§ WORK REQUEST 1:
Reproduce, word for word, the part of the vaccine and arthritis article that opens with the words containing "Less concern over" and closes with "a new study.".
§ WORK REQUEST 2:
Carry on the article about vaccines and rheumatoid arthritis from the point where its text stops.

*** Opening STUDY TEXT ***

Less concern over
vaccine and RA link

Jabs don't raise arthritis risk

July 06, 2010
by Brendon Nafziger, DOTmed News Associate Editor
Common vaccinations don't raise risk of rheumatoid arthritis, easing fears that they're linked to the inflammatory disease, according to a new study.

Case reports have suggested vaccines, possibly because of their immune-activating adjuvants, could trigger rheumatoid arthritis, a painful autoimmune disease caused by the body's natural defenses attacking and inflaming joints.

But a study published online Tuesday in the Annals of the Rheumatic Diseases found no link between common vaccinations for flu, hepatitis, diphtheria and other illnesses and an increased risk for rheumatoid arthritis. The study also found no increased risk for patients getting vaccinations who had a genetic susceptibility to the disease, or who were smokers. Smoking has long been thought to be a major risk factor for the disease.



Receiving multiple vaccines also didn't up the chances of getting afflicted by the joint disease.

"Our results indicate that immunological provocation of adults with common vaccines in their present form is not a major risk factor for RA," write the authors, led by Camilla Bengtsson, a researcher at the Karolinska Institute in Stockholm, Sweden. "In addition, our results indicate that active immunization does not increase the risk of RA in individuals with established risk factors."

In the epidemiological study, the researchers examined responses of 1,998 patients with rheumatoid arthritis to a questionnaire given shortly after diagnosis, and also responses from 2,252 randomly selected healthy controls matched for age, sex and location, who were mailed the same survey.

*** Closing STUDY TEXT ***
*** Opening LISTED ENTRIES ***

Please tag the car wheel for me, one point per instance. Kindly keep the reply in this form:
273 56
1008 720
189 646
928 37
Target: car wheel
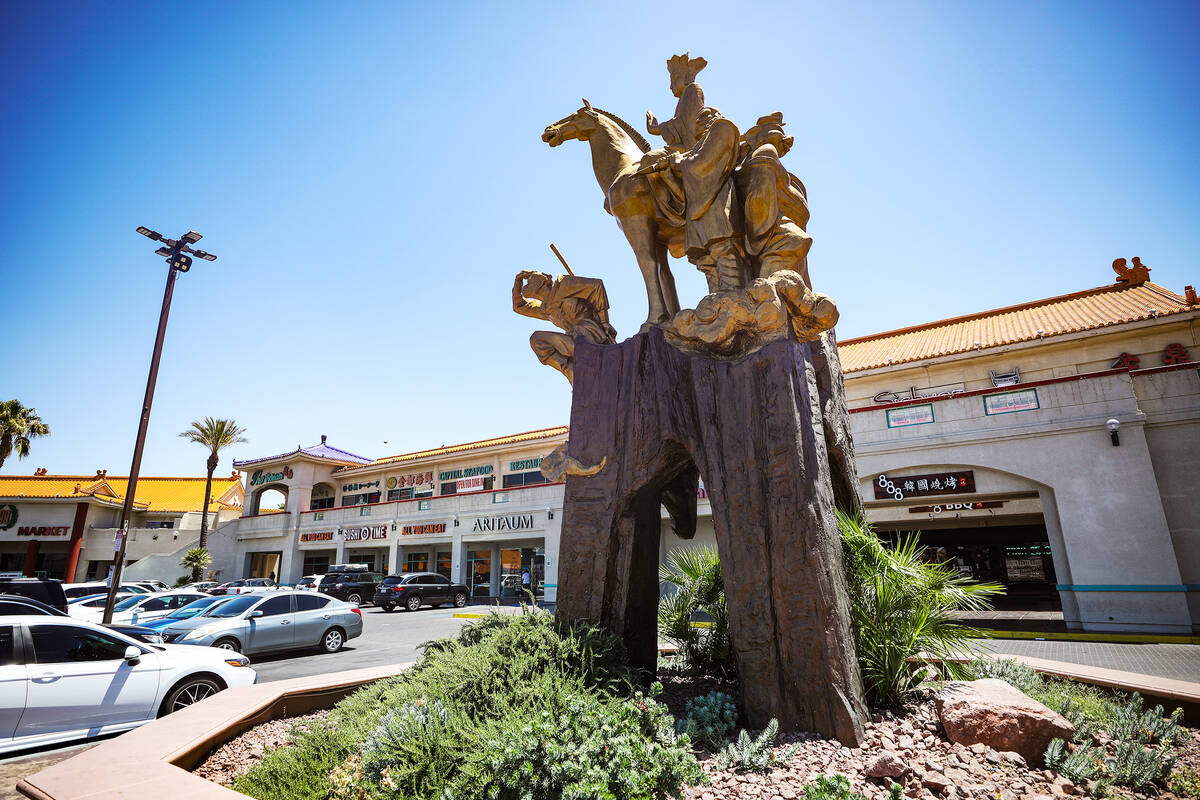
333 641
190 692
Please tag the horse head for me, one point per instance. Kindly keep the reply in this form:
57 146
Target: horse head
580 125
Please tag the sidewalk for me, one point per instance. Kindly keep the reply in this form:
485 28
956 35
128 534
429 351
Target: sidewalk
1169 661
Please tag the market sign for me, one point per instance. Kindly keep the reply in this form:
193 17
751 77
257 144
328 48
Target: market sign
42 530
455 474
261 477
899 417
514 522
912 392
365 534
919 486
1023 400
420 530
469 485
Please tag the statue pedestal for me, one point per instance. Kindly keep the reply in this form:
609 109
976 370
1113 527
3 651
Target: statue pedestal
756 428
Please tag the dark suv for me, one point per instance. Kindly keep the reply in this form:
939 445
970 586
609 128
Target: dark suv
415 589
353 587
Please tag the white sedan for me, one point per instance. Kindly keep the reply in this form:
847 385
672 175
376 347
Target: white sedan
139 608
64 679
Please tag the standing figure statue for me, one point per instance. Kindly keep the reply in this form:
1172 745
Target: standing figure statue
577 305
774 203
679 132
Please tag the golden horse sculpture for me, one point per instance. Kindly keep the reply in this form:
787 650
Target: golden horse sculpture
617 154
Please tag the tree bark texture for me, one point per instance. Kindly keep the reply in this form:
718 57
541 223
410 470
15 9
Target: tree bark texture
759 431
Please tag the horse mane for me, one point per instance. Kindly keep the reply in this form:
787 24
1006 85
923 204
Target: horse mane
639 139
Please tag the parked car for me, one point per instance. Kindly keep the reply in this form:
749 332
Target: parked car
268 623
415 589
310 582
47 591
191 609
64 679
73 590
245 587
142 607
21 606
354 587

*** Closing LISTED ENTRIES ***

§ YOUR RESPONSE 1:
Less concern over
vaccine and RA link

Jabs don't raise arthritis risk

July 06, 2010
by Brendon Nafziger, DOTmed News Associate Editor
Common vaccinations don't raise risk of rheumatoid arthritis, easing fears that they're linked to the inflammatory disease, according to a new study.

§ YOUR RESPONSE 2:
Researchers checked whether patients and controls had gotten vaccinations for flu, tetanus, diphtheria, hepatitis A, B, C, polio, pneumococcus and tick-borne encephalitis in the past 5 years. They also noted if they were smokers.

The researchers also obtained blood samples from those in the study to check if they were carriers of HLA-DRB1, a gene believed to raise the risk for rheumatoid arthritis, and whether their arthritis was characterized by the elevated presence of autoantibodies known as antibodies to citrullinated peptide, or ACPA.

After crunching all the numbers, the scientists found no relationship at all between getting one - or a number - of the jabs and coming down with rheumatoid arthritis, either the ACPA-positive or the ACPA-negative variety. In fact, the vaccine for tick-borne encephalitis was associated with a non-significant decreased risk for both forms of the disease.

In addition, no increased risk for the disease was found among those getting a vaccine who were carriers of HLA-DRB1 alleles or smokers.

The authors say that their study doesn't rule out the possibility that rare vaccines, or those gotten much earlier in life, raise the risk for the disease.

"Our study does not exclude the existence of such cases," the authors write, "only that they are relatively rare."